Records excerpted from a collection:
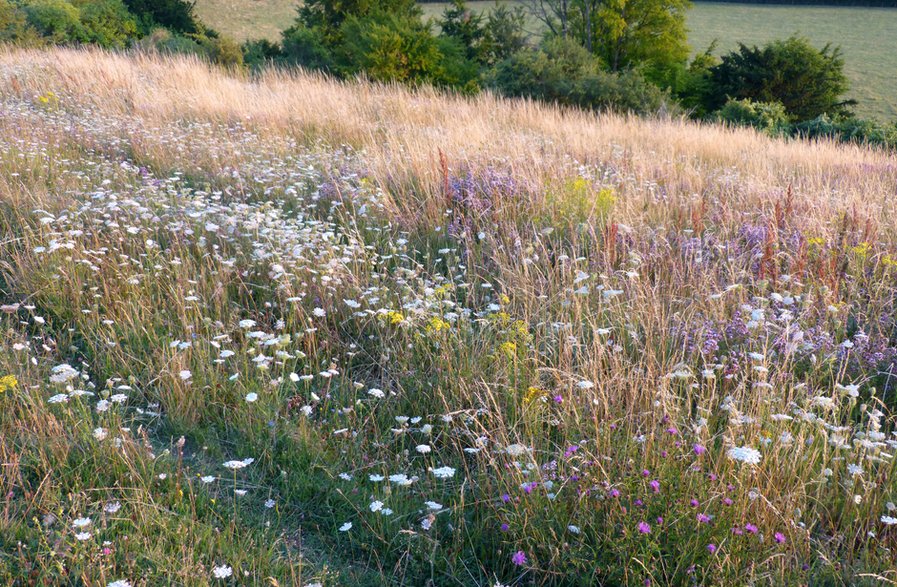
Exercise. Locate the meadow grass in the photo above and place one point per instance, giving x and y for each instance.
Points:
(288, 330)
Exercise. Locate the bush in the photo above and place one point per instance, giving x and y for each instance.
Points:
(260, 52)
(769, 117)
(222, 50)
(164, 42)
(849, 129)
(390, 48)
(305, 46)
(14, 27)
(56, 20)
(563, 72)
(174, 15)
(807, 81)
(108, 23)
(503, 34)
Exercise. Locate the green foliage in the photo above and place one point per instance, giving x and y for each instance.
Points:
(769, 117)
(390, 48)
(260, 52)
(305, 46)
(503, 34)
(108, 23)
(174, 15)
(328, 16)
(849, 129)
(14, 27)
(807, 81)
(56, 20)
(222, 50)
(690, 85)
(166, 43)
(564, 72)
(464, 26)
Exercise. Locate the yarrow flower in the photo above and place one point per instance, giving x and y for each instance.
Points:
(744, 454)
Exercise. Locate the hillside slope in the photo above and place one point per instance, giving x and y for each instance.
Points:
(288, 330)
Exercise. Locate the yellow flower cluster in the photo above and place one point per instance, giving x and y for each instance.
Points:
(8, 383)
(437, 324)
(532, 394)
(394, 317)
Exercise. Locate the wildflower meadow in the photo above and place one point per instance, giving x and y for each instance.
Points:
(286, 330)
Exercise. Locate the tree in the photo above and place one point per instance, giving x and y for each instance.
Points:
(328, 16)
(465, 27)
(622, 33)
(563, 72)
(807, 81)
(108, 23)
(175, 15)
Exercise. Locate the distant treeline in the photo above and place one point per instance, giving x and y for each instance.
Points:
(847, 3)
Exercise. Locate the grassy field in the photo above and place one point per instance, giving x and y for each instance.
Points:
(865, 34)
(291, 331)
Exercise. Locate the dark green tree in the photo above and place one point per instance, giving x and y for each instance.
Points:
(461, 24)
(622, 33)
(327, 16)
(807, 81)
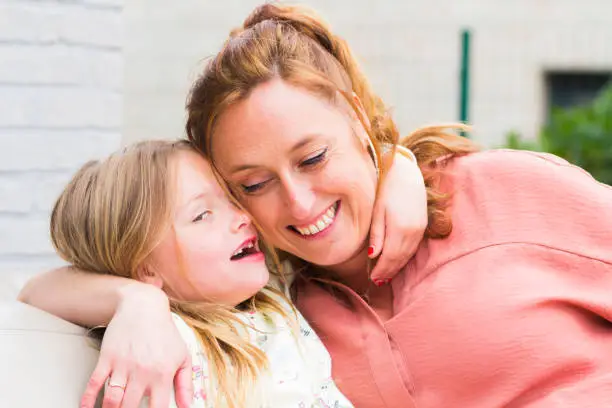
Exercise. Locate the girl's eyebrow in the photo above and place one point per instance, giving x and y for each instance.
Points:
(199, 196)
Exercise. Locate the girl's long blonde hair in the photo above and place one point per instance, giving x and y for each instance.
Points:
(108, 220)
(295, 45)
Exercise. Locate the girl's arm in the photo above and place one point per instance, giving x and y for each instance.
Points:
(142, 348)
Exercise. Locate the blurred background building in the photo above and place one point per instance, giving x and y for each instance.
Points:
(79, 78)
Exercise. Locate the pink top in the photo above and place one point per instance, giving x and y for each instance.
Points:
(514, 309)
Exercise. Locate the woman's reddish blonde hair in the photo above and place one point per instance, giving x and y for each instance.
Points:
(294, 44)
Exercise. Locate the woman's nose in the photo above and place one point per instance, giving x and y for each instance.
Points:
(300, 198)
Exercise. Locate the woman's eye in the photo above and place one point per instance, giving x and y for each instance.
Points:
(315, 159)
(201, 216)
(252, 188)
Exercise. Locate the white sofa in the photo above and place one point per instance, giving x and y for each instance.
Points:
(44, 361)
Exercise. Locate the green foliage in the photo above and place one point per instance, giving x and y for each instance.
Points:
(581, 135)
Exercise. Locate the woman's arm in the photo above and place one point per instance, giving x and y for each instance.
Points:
(142, 351)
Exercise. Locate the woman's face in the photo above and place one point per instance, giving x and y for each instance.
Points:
(300, 166)
(211, 252)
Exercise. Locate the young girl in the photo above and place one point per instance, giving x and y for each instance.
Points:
(155, 213)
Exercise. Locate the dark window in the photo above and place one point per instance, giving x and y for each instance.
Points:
(569, 89)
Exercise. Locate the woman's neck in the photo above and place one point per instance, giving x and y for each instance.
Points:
(354, 272)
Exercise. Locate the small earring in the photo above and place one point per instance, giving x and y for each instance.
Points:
(372, 151)
(408, 152)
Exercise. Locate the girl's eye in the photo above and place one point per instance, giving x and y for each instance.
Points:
(201, 216)
(252, 188)
(315, 159)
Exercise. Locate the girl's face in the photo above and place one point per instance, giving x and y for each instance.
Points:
(211, 252)
(300, 166)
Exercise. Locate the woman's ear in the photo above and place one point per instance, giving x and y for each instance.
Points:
(148, 275)
(361, 111)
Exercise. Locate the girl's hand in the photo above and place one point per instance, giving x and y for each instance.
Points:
(400, 217)
(142, 354)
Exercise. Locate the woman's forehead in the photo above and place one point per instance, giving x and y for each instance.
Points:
(276, 117)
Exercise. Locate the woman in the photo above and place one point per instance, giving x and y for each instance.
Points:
(507, 301)
(154, 212)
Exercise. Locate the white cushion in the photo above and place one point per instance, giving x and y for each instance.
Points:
(46, 361)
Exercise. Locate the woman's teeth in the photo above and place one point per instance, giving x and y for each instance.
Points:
(245, 250)
(321, 224)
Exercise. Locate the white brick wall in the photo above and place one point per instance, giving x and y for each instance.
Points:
(61, 94)
(410, 50)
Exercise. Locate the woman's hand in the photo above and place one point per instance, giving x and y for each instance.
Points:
(142, 354)
(400, 218)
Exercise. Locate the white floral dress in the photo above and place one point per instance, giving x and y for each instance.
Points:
(299, 372)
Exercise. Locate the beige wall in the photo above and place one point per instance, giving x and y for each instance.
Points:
(410, 50)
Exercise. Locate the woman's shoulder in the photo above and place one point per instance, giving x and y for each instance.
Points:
(499, 162)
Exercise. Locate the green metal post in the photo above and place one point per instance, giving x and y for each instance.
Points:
(464, 76)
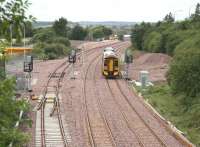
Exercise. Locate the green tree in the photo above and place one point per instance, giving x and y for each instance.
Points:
(183, 76)
(13, 16)
(9, 112)
(169, 18)
(60, 27)
(101, 32)
(196, 16)
(78, 33)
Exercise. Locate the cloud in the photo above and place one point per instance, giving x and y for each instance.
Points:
(110, 10)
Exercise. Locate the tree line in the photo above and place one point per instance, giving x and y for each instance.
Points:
(53, 42)
(12, 13)
(181, 40)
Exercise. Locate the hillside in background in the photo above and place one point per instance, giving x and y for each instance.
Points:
(87, 23)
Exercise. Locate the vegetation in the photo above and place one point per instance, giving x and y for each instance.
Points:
(60, 27)
(9, 111)
(12, 16)
(51, 42)
(165, 36)
(101, 32)
(172, 108)
(78, 33)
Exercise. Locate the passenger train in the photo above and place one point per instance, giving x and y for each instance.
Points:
(110, 63)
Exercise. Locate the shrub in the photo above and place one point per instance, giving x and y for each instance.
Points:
(61, 40)
(183, 75)
(44, 35)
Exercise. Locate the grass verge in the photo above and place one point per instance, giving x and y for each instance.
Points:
(173, 109)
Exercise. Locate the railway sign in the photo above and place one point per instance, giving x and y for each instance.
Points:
(72, 56)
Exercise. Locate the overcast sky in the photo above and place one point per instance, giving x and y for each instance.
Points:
(110, 10)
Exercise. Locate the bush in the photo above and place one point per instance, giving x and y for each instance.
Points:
(61, 40)
(153, 42)
(183, 75)
(43, 35)
(50, 51)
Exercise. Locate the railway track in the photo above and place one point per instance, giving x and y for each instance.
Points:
(145, 135)
(98, 129)
(50, 130)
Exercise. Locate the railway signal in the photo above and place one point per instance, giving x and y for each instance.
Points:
(128, 59)
(28, 68)
(72, 59)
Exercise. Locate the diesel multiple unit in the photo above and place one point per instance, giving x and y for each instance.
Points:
(110, 63)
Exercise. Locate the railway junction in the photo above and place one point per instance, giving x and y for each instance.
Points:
(90, 110)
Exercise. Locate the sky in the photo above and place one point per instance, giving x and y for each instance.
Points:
(111, 10)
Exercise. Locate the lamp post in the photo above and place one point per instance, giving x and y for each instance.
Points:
(190, 10)
(175, 12)
(24, 40)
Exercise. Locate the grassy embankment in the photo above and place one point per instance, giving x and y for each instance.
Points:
(171, 107)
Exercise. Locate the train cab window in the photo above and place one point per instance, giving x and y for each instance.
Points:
(106, 63)
(116, 63)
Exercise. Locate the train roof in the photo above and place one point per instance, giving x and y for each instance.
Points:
(108, 54)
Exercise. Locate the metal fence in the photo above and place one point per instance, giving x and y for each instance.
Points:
(14, 67)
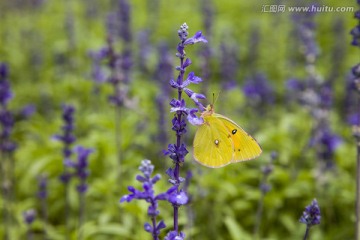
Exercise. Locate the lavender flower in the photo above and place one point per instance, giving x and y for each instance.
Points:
(178, 151)
(149, 196)
(311, 216)
(164, 72)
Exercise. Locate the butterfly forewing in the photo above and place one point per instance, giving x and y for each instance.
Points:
(212, 145)
(245, 146)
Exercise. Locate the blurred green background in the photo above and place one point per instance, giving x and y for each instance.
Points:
(46, 46)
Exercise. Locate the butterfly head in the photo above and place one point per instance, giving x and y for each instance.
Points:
(209, 110)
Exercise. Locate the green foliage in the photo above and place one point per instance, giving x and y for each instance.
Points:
(48, 69)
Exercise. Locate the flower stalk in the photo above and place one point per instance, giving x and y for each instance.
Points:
(178, 151)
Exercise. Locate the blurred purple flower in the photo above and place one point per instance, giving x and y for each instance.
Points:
(311, 216)
(178, 151)
(229, 65)
(173, 235)
(67, 138)
(5, 91)
(325, 142)
(149, 196)
(6, 116)
(123, 15)
(42, 186)
(29, 216)
(258, 90)
(144, 50)
(305, 26)
(81, 167)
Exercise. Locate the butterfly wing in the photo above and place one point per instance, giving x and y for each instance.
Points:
(245, 146)
(212, 145)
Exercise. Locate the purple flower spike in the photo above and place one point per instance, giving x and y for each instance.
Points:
(173, 235)
(81, 167)
(177, 151)
(29, 216)
(194, 119)
(198, 37)
(148, 195)
(311, 216)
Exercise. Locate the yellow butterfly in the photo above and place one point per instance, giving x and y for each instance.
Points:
(220, 141)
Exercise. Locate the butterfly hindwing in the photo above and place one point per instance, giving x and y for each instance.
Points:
(245, 146)
(212, 144)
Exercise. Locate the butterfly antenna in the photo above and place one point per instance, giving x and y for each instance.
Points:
(215, 98)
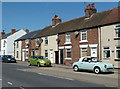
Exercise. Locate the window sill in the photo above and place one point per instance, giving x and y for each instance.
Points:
(68, 58)
(83, 41)
(67, 43)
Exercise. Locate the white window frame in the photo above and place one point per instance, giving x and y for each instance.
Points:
(27, 43)
(106, 50)
(83, 32)
(47, 53)
(117, 30)
(67, 41)
(68, 58)
(116, 52)
(46, 39)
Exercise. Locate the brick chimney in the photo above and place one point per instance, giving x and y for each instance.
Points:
(90, 9)
(56, 20)
(27, 30)
(13, 31)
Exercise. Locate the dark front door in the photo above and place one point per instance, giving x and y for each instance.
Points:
(61, 56)
(56, 57)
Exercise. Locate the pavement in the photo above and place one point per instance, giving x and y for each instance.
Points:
(117, 70)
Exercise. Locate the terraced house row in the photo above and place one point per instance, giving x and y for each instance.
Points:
(95, 34)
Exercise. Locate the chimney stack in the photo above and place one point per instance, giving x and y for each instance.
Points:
(27, 30)
(13, 31)
(90, 9)
(56, 20)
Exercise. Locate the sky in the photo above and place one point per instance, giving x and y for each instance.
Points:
(37, 15)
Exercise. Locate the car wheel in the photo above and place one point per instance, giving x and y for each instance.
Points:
(97, 70)
(75, 68)
(38, 64)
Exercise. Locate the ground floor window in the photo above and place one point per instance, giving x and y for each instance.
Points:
(17, 54)
(37, 52)
(68, 53)
(118, 52)
(106, 52)
(83, 52)
(26, 53)
(46, 53)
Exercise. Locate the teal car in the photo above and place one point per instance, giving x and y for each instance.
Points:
(39, 61)
(92, 64)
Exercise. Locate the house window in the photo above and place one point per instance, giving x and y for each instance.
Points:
(106, 52)
(117, 31)
(46, 53)
(27, 43)
(37, 42)
(36, 51)
(68, 53)
(68, 40)
(83, 52)
(26, 53)
(4, 43)
(83, 35)
(17, 44)
(17, 54)
(46, 40)
(118, 52)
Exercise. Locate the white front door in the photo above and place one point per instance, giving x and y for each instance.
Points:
(93, 52)
(51, 55)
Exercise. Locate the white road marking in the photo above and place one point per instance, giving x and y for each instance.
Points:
(10, 83)
(56, 76)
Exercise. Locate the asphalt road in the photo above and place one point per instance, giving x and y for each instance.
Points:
(12, 77)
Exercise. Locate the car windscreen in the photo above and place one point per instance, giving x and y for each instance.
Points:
(40, 57)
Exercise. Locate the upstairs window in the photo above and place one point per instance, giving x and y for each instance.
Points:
(68, 40)
(83, 35)
(106, 52)
(46, 53)
(46, 40)
(17, 44)
(27, 43)
(118, 52)
(68, 51)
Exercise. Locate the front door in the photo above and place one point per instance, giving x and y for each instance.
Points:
(61, 56)
(56, 57)
(51, 55)
(94, 52)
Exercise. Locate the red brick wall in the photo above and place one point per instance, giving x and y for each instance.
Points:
(92, 37)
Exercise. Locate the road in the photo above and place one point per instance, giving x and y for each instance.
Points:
(20, 75)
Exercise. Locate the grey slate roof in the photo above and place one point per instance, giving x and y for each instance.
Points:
(29, 35)
(96, 20)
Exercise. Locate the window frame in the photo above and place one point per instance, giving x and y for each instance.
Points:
(107, 51)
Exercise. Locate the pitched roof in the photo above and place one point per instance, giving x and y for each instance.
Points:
(96, 20)
(29, 35)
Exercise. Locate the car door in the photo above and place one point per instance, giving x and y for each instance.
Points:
(86, 65)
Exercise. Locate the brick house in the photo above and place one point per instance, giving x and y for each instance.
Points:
(30, 46)
(81, 36)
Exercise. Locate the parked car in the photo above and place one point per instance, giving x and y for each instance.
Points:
(92, 64)
(39, 61)
(1, 57)
(8, 58)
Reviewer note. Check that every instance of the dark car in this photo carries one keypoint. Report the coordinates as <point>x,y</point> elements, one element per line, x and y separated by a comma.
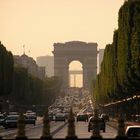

* Exercise aim: All lines with the word "blurred" need to be copied from the data above.

* Answer section:
Exercise. Locate the blurred background building in the photo above and place one point per instance, giving x and y for each instance.
Exercise. Locate the blurred green background in the photo above and place one point per instance, giving x and y for each instance.
Exercise. Locate the blurred purple flower in the photo above and place one point per instance, giving x and y for each instance.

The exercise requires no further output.